* Extrait présenté *
►
L’incapacité du Liban à empêcher l’opération de l’enlèvement de Fakhoury par les Américains est perçue par certains comme un signe de la faiblesse et de la complicité de l’État.

Au beau milieu de l’indignation de plus en plus forte provoquée par la soustraction de Fakhoury à la justice, le haut responsable du tribunal militaire libanais a démissionné vendredi.

On rapporte que le ministre libanais des Affaires étrangères a convoqué l’ambassadrice des États-Unis et lui demandé d’expliquer

« les circonstances du transfert à l’étranger d’Amer Fakhoury à partir de l’ambassade des États-Unis ».

Dans un discours télévisé transmis vendredi soir, Hasan Nasrallah, le chef du Hezbollah, a nié qu’il y ait eu le moindre accord de libération de Fakhoury, en dépit des énormes pressions exercées par les États-Unis sur le gouvernement libanais.

Le Hezbollah, qui participe au gouvernement, a déclaré que les États-Unis avaient menacé de placer les dirigeants libanais sur une liste noire et de bloquer toute aide militaire au pays si Fakhoury n’était pas libéré.

Nasrallah a déclaré que le Hezbollah n’avait aucune connaissance préalable de la libération et il a réclamé une enquête sur ce qui s’était passé.

Tortures et assassinats

L’arrestation de Fakhoury en septembre, après son retour au Liban, a éveillé un espoir de justice chez les familles d’un grand nombre de ses victimes supposées. Aujourd’hui, cet espoir s’avère anéanti.

L’une de ces personnes s’appelle Ola Hamzeh.
◄
* Données d'entrée *
►
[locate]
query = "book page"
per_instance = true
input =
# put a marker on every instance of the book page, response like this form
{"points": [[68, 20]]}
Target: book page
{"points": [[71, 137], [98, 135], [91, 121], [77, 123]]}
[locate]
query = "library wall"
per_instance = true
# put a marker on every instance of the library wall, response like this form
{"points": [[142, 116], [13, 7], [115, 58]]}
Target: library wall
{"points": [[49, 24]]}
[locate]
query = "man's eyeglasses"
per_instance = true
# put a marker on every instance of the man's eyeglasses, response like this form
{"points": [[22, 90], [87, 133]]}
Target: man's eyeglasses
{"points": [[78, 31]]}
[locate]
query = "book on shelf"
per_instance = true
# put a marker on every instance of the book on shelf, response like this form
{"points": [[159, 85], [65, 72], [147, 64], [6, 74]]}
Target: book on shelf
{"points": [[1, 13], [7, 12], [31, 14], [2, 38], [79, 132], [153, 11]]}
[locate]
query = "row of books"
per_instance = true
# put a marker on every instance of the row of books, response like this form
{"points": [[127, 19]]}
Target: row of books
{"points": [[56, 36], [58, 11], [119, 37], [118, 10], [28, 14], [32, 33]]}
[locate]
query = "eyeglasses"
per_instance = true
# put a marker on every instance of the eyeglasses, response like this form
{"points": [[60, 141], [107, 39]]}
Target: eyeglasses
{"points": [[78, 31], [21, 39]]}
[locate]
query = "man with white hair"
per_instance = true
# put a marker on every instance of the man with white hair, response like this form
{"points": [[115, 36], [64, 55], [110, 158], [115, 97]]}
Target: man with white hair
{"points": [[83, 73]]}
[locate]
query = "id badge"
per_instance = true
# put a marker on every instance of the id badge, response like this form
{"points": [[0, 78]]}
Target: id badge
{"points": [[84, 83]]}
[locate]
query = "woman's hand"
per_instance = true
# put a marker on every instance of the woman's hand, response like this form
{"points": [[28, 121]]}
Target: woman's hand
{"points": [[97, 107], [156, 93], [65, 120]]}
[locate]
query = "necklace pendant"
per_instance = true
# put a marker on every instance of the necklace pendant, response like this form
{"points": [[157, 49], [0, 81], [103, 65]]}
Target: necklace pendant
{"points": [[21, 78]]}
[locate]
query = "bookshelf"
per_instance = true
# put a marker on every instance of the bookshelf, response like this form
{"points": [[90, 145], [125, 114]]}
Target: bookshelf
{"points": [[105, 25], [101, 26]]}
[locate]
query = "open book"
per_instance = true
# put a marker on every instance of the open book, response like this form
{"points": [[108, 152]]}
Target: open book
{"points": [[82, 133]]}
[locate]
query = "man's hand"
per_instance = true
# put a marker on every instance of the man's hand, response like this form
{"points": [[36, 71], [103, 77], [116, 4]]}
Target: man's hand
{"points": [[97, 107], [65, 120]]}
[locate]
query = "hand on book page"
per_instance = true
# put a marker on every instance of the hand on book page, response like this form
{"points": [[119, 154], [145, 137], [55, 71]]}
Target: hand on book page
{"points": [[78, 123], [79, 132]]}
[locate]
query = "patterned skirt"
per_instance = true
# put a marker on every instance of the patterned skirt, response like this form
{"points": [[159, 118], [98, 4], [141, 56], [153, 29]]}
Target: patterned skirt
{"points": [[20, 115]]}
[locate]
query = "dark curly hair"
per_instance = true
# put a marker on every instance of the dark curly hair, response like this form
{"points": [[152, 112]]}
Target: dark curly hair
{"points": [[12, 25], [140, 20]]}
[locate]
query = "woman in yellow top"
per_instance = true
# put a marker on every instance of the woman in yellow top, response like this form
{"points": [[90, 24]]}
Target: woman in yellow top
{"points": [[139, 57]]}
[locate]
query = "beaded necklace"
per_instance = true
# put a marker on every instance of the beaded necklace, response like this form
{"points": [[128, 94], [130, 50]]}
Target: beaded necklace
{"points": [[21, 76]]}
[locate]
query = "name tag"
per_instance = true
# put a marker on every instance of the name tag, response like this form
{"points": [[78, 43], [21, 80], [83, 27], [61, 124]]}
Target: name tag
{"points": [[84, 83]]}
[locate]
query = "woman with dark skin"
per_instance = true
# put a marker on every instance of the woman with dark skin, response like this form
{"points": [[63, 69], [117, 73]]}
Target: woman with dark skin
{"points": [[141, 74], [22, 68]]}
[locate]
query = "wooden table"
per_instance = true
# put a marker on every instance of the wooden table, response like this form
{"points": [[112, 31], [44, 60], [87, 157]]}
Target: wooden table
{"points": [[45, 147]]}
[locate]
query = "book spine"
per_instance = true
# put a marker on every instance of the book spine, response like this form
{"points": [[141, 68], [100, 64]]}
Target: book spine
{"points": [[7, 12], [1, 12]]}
◄
* Consigne 1 *
Relevez dans la liste chaque ligne où figure le mot « hair », puis recopiez-les toutes.
* Consigne 2 *
Poursuivez l'article sur le départ d'Amer Fakhoury du Liban en reprenant juste après sa dernière phrase.

* Réponse attendue 1 *
query = "man with white hair"
# put a marker on every instance of the man with white hair, response like this form
Target: man with white hair
query = "dark curly hair"
# put a marker on every instance of the dark curly hair, response like this form
Target: dark curly hair

* Réponse attendue 2 *
Le père de cette dame, Ali Abdallah Hamzeh, a passé en mars 1986 les derniers jours de son existence attaché à un piquet à Khiam,

« qui allait finalement devenir, en raison des tortures et des mauvais traitements qu’on y infligeait, le centre de détention le plus tristement célèbre du Sud-Liban à l’époque occupé par Israël »,

rapportait Middle East Eye en septembre.

« Il avait 42 ans, était père de trois enfants, était enseignant dans une école locale, dans le village de Jmayjmeh, au Sud-Liban. »

Selon d’anciens détenus, Hamzeh est mort quinze jours après avoir été enlevé. L’Armée du Sud-Liban n’a jamais restitué son corps à sa famille.

D’anciens détenus encore expliquent que c’était Fakhoury qui commandait la prison à l’époque où les conditions y étaient les pires, particulièrement entre 1986 et 1995, commente Middle East Eye.

Pendant de nombreuses années, Amnesty International a publié des documents sur les méthodes de torture de la prison, parlant entre autres de

« cagoules crasseuses, interrogatoires sans répit entrecoupés de tabassages, suspensions répétées à un poteau électrique, aspersions d’eau, électrochocs ».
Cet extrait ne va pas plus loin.